PARTES DEL EJERCICIO:
A: Devuelve sin ningún cambio el fragmento del texto sobre la novela La Oculta que va de "Asimismo, revive la" a "familias y pueblos.", ambos incluidos.
B: En las entradas, vuelve a escribir sin cambios solo las líneas que van de la que contiene "Annotate the hedge in" a la que contiene "<point>282,201</point>", ambas incluidas.

TEXTO ORIGINAL:

▬▬▬▬▬▬

Por
Pablo González Rodas, Ph.D
Profesor
Emérito
West
Virginia University
RESUMEN
En
su novela La Oculta, Héctor Abad
Faciolince hace una remembranza sobre la raza emprendedora y visionaria que al
pasar de los años convertiría a Antioquia la Grande en la gestora de la
colonización de las fecundas y progresistas tierras del Viejo Caldas, el Valle
y Cauca y el Tolima.
Asimismo, revive la cruenta época de la violencia política y
económica que embargó a Colombia, con los amedrentamientos, las incursiones
nocturnas, los incendios y asesinatos y la implantación de ese régimen del
terror que llevó a los habitantes de los campos y de los pueblos a huir a la
gran ciudad y que desintegró familias y pueblos.
Es
la novela de la familia del autor, que se establece en lo alto de una colina
cerca a un lago, en una casona levantada con amor y ahínco por sus antepasados.
Palabras
clave: Finca
La Oculta, colonización, Jericó (Antioquia), vida rural, familia.

▬▬▬▬▬▬

DATOS PROPORCIONADOS:
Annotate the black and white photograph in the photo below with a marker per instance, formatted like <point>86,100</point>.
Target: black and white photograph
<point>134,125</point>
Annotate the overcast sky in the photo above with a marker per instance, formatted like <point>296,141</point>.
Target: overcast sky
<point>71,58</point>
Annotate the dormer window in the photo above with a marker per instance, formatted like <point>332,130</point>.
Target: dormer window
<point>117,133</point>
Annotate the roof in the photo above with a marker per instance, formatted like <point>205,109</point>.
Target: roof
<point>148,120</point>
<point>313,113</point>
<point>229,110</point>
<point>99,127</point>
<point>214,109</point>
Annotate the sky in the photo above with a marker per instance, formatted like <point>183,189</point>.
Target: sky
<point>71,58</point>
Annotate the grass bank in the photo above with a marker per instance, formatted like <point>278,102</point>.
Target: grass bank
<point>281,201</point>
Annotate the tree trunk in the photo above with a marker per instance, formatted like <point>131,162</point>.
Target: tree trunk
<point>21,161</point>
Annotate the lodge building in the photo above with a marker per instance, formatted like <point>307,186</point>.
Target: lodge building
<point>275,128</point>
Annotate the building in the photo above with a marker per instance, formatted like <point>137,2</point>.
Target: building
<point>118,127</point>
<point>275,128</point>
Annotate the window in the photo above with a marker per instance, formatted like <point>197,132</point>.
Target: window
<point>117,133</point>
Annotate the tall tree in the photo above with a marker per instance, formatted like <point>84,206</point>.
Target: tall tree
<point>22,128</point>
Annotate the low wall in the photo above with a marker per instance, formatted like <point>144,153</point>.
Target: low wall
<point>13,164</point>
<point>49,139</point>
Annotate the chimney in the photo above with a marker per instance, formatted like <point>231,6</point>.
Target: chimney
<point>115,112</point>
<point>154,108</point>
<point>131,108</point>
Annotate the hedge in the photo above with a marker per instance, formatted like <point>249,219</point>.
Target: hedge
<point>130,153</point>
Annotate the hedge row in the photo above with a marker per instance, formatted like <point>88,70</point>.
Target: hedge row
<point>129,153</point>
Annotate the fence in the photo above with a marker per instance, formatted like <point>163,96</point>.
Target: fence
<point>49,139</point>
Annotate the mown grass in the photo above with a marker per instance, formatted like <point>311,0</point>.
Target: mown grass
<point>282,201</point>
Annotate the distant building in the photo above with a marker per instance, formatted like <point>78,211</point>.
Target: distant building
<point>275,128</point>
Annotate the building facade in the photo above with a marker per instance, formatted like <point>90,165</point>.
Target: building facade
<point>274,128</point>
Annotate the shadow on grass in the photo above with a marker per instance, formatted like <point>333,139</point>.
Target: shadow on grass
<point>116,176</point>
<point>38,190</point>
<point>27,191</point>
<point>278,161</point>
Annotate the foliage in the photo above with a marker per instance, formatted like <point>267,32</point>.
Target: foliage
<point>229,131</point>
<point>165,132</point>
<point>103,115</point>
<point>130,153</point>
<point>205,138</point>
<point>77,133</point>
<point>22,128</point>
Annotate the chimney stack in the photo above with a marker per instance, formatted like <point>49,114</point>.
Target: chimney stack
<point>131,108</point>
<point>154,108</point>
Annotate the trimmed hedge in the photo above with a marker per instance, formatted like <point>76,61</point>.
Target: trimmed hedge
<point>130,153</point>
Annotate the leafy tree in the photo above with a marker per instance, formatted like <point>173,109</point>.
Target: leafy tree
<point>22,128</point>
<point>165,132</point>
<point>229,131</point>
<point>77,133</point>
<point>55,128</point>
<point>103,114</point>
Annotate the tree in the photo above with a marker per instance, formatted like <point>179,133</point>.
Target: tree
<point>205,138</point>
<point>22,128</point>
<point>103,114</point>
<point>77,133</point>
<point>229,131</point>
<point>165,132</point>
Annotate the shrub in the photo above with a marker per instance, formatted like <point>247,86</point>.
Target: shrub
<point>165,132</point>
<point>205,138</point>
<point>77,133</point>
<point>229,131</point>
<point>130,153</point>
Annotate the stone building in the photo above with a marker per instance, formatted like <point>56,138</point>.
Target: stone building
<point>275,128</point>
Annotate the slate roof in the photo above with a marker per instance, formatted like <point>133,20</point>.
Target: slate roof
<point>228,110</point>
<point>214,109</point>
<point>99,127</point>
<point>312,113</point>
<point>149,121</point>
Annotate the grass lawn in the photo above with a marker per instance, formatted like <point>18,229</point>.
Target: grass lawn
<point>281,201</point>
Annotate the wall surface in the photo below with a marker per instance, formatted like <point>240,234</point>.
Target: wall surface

▬▬▬▬▬▬

LAS RESPUESTAS:
A:
Asimismo, revive la cruenta época de la violencia política y
económica que embargó a Colombia, con los amedrentamientos, las incursiones
nocturnas, los incendios y asesinatos y la implantación de ese régimen del
terror que llevó a los habitantes de los campos y de los pueblos a huir a la
gran ciudad y que desintegró familias y pueblos.

B:
Annotate the hedge in the photo above with a marker per instance, formatted like <point>249,219</point>.
Target: hedge
<point>130,153</point>
Annotate the hedge row in the photo above with a marker per instance, formatted like <point>88,70</point>.
Target: hedge row
<point>129,153</point>
Annotate the fence in the photo above with a marker per instance, formatted like <point>163,96</point>.
Target: fence
<point>49,139</point>
Annotate the mown grass in the photo above with a marker per instance, formatted like <point>311,0</point>.
Target: mown grass
<point>282,201</point>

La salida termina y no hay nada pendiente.